YOUR OBJECTIVE: Nothing but the lines from the start of the entries through the line containing "Target: building facade" should appear in the answer, each given exactly.

::: DATA FOR PROCESSING :::

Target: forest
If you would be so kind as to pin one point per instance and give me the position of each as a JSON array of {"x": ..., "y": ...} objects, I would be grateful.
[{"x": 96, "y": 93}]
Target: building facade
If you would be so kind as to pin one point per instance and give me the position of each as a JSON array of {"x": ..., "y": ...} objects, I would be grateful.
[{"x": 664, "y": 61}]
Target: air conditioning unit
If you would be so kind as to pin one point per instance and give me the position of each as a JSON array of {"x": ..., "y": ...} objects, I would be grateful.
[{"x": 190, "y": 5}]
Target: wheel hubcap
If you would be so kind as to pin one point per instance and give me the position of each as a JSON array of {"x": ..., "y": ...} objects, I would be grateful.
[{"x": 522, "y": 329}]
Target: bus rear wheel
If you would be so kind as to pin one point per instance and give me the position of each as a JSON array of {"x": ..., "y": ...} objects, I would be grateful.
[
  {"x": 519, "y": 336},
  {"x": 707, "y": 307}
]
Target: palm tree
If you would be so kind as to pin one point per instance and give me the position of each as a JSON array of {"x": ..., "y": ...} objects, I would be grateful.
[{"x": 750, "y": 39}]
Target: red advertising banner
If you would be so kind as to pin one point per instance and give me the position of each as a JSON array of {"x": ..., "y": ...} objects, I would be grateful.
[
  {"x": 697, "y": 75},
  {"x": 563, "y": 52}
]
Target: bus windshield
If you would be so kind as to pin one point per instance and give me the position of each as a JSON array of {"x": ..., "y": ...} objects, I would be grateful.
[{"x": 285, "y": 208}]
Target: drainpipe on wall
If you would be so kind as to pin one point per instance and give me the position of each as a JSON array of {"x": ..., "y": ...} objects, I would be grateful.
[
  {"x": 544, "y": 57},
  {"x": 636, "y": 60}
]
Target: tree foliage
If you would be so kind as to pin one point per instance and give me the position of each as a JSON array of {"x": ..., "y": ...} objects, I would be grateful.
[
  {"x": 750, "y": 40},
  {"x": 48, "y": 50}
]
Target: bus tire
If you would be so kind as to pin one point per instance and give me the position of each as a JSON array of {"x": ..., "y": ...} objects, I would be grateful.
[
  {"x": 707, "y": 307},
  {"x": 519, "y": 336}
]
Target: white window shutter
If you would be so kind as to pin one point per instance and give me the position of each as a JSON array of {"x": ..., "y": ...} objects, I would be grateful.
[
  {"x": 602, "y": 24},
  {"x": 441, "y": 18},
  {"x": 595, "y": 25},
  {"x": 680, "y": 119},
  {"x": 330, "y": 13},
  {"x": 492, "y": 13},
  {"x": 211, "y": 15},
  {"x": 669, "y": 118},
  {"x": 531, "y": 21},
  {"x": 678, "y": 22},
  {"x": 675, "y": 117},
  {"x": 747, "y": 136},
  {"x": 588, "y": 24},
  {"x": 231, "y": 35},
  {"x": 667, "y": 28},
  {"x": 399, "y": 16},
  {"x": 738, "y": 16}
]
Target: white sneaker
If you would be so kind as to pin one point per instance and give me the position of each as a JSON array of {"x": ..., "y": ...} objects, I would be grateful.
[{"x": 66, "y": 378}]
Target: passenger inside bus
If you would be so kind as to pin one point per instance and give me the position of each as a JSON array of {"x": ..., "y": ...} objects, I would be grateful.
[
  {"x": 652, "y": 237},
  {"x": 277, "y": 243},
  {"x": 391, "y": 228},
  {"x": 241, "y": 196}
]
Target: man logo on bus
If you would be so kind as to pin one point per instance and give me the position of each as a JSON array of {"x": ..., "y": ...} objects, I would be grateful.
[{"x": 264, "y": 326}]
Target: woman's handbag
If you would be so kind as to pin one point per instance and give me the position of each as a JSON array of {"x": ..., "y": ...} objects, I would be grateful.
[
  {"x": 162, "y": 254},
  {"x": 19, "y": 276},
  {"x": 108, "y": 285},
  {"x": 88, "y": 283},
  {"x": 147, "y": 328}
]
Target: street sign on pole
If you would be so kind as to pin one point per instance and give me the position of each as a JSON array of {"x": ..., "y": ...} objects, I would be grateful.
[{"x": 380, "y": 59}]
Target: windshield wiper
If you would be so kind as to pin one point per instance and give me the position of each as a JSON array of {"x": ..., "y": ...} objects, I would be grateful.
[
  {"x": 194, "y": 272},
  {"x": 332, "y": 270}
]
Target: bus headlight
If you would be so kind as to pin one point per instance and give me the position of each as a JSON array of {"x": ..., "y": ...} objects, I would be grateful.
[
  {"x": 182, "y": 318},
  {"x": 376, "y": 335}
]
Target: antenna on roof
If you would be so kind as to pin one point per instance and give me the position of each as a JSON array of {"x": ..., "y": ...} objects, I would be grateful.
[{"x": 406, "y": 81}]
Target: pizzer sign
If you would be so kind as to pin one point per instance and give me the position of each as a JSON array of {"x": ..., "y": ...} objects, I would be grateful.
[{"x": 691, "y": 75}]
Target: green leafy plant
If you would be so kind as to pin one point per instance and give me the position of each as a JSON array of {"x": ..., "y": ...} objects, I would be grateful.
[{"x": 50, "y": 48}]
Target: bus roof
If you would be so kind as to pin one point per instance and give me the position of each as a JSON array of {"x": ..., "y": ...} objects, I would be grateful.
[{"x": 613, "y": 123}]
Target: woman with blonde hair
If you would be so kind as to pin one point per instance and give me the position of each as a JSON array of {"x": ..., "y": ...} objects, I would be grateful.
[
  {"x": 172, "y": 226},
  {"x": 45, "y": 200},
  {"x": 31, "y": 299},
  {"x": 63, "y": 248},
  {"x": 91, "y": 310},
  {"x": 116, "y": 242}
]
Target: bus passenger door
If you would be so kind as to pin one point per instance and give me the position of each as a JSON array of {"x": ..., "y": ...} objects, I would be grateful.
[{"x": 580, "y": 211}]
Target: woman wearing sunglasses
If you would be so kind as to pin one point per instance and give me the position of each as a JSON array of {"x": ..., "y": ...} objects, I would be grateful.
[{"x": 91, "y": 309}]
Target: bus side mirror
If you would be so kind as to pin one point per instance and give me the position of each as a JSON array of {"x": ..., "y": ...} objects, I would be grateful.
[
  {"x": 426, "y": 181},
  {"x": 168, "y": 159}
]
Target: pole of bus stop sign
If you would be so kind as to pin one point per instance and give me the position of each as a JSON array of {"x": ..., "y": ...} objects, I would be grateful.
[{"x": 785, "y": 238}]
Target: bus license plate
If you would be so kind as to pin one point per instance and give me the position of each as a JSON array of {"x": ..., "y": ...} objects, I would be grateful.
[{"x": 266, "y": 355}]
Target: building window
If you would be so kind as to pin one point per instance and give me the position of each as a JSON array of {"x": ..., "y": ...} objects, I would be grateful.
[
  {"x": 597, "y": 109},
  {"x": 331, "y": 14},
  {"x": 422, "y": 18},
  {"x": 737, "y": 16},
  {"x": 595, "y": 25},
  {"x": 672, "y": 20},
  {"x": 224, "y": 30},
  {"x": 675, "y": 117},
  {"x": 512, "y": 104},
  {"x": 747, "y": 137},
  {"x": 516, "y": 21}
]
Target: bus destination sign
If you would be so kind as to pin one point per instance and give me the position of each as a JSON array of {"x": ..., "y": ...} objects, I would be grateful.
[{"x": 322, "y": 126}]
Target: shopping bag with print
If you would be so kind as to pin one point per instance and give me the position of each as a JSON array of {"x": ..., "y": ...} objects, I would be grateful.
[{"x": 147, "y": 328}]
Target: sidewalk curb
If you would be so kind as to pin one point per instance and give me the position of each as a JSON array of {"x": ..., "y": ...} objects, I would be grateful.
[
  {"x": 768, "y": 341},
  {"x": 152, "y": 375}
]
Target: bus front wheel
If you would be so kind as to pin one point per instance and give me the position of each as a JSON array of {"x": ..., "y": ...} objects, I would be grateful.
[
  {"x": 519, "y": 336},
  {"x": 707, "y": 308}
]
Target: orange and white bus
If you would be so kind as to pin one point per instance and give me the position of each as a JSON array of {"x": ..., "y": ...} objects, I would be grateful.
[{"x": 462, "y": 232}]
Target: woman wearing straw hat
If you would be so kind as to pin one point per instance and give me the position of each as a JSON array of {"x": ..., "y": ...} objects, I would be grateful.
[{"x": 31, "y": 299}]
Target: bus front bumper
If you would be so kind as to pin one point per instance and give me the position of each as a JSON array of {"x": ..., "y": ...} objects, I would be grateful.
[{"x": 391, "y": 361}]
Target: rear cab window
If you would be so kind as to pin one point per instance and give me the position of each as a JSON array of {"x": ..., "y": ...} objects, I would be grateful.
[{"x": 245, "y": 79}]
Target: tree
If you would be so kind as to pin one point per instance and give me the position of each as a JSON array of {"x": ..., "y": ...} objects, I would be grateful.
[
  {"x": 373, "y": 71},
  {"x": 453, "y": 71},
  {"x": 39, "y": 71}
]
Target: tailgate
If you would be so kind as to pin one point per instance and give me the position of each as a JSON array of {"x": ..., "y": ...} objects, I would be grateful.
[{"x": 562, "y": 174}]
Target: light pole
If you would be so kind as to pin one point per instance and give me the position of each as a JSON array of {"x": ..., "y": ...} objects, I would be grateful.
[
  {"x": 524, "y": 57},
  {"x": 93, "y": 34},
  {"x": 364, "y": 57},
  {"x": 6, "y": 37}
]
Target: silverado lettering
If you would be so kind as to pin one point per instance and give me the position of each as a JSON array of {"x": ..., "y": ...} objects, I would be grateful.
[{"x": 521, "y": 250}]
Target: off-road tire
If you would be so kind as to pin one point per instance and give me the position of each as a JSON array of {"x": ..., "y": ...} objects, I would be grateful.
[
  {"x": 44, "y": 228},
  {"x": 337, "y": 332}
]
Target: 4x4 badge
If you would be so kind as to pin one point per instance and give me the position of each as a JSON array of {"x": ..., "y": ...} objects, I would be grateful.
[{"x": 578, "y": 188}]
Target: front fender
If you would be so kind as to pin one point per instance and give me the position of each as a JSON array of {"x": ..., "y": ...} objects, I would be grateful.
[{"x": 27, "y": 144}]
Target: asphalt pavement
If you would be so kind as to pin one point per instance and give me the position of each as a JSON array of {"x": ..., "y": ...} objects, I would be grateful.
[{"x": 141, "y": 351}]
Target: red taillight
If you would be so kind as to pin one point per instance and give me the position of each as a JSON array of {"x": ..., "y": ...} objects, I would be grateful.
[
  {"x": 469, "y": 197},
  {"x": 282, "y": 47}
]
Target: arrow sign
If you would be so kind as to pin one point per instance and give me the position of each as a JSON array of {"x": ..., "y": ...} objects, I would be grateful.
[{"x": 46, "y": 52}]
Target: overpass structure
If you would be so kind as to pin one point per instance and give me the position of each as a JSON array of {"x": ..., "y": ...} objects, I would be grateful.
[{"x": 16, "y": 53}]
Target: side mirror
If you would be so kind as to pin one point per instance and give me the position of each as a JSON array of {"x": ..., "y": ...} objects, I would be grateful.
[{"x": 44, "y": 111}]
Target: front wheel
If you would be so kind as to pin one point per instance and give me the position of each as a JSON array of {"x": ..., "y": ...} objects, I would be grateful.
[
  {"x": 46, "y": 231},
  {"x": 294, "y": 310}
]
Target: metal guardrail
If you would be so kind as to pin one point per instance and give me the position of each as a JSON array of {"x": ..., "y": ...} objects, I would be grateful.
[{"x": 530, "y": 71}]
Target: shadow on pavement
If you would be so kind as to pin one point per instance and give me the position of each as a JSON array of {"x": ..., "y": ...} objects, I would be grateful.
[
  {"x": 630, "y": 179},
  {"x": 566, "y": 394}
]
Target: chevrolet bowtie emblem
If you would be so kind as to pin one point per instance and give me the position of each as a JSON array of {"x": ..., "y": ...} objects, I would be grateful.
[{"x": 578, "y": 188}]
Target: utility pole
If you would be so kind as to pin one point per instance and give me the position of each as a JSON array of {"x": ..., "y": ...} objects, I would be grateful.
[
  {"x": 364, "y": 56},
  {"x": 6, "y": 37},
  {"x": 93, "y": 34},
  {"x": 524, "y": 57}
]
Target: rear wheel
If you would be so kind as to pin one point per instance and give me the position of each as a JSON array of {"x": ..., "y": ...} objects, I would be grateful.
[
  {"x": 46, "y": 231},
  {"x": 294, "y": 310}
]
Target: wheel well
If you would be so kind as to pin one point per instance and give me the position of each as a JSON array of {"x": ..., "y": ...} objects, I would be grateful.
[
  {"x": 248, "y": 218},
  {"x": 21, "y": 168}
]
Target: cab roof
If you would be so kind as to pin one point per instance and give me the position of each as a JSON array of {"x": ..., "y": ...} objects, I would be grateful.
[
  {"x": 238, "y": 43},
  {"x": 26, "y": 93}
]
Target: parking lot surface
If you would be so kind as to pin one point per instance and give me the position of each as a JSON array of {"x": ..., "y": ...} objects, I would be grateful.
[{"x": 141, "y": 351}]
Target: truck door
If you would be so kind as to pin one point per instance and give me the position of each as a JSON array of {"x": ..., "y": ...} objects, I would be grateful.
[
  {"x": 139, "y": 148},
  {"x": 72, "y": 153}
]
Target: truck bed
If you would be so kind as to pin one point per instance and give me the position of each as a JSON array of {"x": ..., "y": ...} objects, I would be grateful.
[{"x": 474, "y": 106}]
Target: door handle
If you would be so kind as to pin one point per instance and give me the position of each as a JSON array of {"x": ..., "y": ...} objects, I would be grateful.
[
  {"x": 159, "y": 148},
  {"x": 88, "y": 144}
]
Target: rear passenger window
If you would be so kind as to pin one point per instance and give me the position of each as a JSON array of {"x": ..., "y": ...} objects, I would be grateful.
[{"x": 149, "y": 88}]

:::

THE COMPLETED TASK:
Target: forest
If you would be so kind as to pin one point per instance and give me the position of each as a JSON array of {"x": ..., "y": ...} objects, I would be grateful.
[{"x": 96, "y": 93}]
Target: building facade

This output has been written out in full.